___ MATERIALS PROVIDED ___
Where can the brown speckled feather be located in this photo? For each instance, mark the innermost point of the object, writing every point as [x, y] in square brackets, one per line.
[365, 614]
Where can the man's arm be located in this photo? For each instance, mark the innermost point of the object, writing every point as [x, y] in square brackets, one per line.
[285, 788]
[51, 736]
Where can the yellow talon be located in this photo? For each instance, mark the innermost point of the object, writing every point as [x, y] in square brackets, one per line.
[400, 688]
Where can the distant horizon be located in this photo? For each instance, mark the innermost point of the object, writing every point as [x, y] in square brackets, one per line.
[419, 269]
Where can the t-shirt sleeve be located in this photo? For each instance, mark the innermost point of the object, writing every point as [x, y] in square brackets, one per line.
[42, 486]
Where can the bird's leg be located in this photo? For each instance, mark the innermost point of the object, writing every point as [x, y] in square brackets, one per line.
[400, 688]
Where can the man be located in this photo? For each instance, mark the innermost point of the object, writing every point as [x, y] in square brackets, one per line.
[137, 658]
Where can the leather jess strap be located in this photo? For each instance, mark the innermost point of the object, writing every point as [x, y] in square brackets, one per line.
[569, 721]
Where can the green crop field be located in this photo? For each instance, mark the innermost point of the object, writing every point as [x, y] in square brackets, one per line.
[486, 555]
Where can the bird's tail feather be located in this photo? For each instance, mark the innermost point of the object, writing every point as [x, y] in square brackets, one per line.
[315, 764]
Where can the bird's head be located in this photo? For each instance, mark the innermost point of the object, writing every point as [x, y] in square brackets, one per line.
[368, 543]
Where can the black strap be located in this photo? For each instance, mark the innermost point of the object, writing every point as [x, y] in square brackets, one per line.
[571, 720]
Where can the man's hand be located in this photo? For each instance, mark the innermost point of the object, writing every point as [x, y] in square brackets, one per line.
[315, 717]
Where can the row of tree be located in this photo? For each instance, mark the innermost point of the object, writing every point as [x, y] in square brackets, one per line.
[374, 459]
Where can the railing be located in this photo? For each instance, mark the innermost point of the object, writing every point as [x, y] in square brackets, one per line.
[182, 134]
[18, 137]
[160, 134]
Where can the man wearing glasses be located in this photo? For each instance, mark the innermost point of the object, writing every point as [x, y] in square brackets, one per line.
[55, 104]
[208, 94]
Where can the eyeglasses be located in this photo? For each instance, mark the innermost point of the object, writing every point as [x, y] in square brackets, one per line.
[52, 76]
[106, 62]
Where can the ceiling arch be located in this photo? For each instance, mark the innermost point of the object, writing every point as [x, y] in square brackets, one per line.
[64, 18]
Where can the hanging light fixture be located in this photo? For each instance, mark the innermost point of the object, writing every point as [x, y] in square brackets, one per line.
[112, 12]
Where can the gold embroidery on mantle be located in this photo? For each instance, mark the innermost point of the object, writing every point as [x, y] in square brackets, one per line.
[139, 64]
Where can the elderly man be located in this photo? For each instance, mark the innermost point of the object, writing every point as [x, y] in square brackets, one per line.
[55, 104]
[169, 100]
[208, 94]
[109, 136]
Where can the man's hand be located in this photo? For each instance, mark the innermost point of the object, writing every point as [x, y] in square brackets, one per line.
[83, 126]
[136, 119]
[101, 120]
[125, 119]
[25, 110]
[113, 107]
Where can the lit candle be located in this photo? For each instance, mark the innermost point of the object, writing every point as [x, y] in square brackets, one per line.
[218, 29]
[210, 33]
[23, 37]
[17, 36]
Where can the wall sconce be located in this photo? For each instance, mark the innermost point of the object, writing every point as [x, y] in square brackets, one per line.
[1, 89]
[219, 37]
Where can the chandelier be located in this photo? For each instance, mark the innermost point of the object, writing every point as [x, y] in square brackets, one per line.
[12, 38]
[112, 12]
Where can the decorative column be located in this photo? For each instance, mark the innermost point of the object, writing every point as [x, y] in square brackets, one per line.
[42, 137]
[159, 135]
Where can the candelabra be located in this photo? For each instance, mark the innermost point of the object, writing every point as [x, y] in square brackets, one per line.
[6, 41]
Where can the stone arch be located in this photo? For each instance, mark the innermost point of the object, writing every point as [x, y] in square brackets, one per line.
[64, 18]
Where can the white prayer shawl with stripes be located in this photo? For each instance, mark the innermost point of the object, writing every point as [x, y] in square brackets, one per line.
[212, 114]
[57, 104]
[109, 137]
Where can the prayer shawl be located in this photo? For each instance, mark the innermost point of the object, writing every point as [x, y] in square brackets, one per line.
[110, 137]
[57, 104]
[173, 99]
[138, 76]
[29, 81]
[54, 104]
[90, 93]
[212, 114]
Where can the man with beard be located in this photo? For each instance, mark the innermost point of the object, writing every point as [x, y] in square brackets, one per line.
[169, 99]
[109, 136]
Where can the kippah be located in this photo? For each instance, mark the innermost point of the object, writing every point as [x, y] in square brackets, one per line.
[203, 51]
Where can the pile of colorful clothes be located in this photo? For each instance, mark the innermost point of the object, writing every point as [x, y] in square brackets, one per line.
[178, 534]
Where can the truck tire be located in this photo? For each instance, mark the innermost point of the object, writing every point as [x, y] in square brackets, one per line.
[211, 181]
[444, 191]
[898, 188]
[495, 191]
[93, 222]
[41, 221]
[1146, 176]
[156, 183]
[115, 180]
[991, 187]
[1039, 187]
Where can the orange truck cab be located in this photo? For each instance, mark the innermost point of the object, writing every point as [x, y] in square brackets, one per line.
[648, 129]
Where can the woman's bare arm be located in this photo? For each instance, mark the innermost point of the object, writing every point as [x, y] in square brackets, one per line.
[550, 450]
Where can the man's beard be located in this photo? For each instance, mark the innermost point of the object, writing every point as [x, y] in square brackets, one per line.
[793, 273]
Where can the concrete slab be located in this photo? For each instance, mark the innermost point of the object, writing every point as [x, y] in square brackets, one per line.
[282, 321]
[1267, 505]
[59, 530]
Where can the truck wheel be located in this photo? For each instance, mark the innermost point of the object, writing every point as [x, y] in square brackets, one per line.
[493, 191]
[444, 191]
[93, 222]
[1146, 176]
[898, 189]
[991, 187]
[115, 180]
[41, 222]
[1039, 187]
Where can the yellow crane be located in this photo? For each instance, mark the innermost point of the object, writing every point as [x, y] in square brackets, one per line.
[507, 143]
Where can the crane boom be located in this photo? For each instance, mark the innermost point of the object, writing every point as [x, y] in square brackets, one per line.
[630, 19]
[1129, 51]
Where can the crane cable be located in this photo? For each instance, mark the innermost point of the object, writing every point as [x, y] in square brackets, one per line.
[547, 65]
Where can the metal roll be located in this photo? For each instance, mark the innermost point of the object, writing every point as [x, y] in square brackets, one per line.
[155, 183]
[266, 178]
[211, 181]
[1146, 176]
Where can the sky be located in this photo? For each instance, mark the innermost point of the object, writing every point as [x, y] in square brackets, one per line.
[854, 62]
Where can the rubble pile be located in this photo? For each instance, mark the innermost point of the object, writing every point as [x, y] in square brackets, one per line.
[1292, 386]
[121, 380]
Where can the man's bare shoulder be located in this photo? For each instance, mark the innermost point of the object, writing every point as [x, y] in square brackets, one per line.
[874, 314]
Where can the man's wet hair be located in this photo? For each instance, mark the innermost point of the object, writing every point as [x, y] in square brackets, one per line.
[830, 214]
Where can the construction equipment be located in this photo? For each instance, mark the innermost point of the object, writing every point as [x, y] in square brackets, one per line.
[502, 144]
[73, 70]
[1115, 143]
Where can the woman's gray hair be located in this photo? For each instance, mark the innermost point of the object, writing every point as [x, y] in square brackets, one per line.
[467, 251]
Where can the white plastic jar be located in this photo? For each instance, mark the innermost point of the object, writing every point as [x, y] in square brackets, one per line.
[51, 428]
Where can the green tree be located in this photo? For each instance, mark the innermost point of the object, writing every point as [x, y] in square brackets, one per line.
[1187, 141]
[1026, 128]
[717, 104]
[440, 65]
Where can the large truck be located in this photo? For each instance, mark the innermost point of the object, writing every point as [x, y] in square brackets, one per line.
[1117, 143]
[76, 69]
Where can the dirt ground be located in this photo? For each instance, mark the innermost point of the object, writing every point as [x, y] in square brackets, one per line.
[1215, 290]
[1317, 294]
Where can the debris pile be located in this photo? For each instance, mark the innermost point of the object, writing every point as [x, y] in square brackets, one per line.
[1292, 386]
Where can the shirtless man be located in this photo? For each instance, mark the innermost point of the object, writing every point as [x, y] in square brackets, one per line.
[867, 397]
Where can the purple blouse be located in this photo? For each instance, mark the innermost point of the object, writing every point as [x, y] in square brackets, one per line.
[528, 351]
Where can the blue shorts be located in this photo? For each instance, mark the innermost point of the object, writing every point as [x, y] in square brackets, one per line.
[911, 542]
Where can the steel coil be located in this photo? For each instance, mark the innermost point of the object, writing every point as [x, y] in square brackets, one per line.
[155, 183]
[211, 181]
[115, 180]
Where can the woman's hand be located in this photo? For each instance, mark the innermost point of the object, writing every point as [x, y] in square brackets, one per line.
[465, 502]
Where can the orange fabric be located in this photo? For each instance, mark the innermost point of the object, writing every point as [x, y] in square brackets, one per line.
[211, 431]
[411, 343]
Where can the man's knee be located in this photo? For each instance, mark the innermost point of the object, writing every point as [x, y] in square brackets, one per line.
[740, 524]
___
Starting at the line that contains "Where can the shirtless", quote each remaining line of the entries above, unchanged.

Where can the shirtless man be located in this photo? For each instance, mark the innermost point of the object, writing every point as [x, y] in square brackets, one per line.
[867, 397]
Where can the purple blouse be located in this photo? For each instance, mark the innermost point of the object, writing every point as [x, y] in square brackets, one per line.
[528, 351]
Where can the blue shorts be located in this photo? For each instance, mark the innermost point of the object, writing every point as [x, y] in square brackets, one per line.
[911, 542]
Where can the steel coil be located in this photo? For each instance, mark the innermost point of the object, writing every point as [x, y] in square brackets, one per line.
[155, 183]
[211, 181]
[115, 180]
Where can the woman's hand be located in this photo? For each instance, mark the innermost point of the object, writing every point as [x, y] in square brackets, one per line.
[465, 502]
Where can the orange fabric be located in this photo? For each instance, mark the innermost point of the object, writing every point as [x, y] in square brackets, one per line.
[211, 431]
[411, 343]
Where can the man's knee be located in this photo? For each instance, mark the innermost point of the object, writing every point as [x, y] in square brackets, one per line.
[740, 524]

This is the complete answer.